# Start of Data supplied
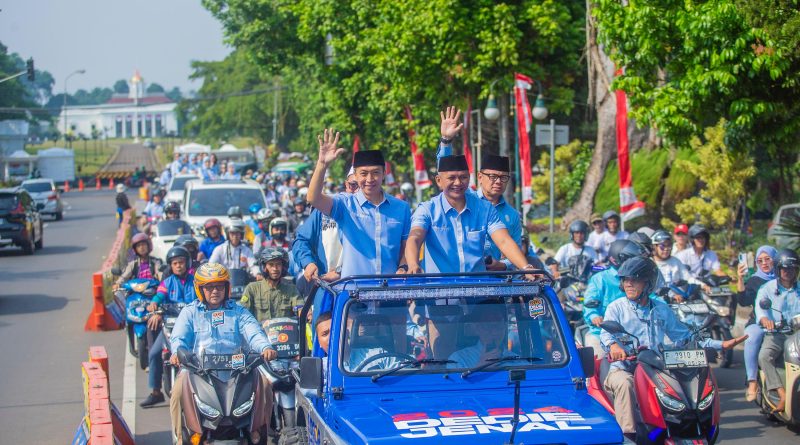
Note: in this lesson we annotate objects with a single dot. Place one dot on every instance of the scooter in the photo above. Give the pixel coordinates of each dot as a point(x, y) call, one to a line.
point(220, 399)
point(677, 392)
point(768, 400)
point(284, 333)
point(137, 294)
point(169, 312)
# End of Data supplied
■ Stated problem ■
Please copy out the data above word for word, omitting the picture.

■ The reply ■
Note: in this lesson we annotate objects with a single dot. Place one dot on every instance of the scooter in the photo above. Give the pixel coordinates of each dot as a point(x, y) call, one to a line.
point(220, 399)
point(677, 392)
point(768, 400)
point(284, 333)
point(137, 294)
point(169, 312)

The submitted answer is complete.